_WHAT YOU SHOULD DO_
Where the line with "Q: Can you identify the finger and" appears in the records below, start there and transcribe each line exactly through the last.

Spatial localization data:
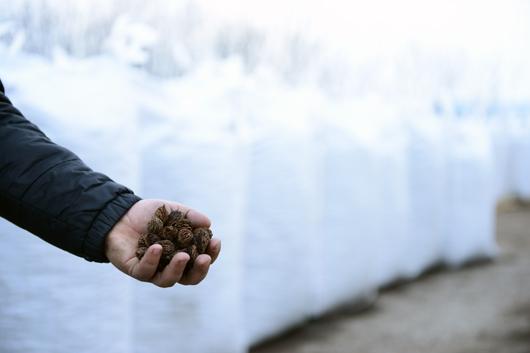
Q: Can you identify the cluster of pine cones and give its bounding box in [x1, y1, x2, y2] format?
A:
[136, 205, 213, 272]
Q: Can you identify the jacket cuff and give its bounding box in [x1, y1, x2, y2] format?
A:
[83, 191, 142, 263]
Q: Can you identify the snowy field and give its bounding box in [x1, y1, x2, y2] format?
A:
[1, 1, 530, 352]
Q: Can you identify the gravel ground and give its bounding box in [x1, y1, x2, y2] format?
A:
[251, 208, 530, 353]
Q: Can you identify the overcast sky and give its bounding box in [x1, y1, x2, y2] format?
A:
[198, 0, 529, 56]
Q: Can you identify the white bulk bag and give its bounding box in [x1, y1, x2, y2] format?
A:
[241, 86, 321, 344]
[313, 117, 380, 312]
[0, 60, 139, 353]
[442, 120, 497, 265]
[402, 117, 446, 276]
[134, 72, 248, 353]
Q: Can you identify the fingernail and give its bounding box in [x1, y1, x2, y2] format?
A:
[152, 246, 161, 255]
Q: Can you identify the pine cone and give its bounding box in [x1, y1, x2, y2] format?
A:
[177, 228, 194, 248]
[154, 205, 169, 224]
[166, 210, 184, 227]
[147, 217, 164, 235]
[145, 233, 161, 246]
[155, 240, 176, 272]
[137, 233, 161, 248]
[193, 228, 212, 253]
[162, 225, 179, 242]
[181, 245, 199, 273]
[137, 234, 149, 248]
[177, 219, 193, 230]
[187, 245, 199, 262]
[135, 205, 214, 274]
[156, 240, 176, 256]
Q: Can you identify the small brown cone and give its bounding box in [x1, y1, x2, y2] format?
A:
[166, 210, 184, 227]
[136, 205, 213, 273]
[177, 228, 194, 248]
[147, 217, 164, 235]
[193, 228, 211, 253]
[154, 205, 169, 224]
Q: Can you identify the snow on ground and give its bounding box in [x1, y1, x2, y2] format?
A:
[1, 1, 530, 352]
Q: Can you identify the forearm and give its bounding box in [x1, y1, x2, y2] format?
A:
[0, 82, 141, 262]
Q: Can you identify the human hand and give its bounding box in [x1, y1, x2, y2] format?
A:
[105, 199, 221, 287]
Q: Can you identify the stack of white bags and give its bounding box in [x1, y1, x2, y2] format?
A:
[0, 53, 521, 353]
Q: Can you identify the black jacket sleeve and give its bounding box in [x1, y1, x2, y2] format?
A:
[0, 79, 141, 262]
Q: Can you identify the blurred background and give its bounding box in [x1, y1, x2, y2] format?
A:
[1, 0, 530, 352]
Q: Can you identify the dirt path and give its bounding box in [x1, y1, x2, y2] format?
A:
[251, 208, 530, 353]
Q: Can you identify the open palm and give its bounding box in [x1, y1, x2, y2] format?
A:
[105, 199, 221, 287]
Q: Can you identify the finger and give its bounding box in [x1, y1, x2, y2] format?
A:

_REPLY TO THE TASK_
Q: Can you identify the finger and give its bounding box in [x1, y1, x2, y2] format?
A:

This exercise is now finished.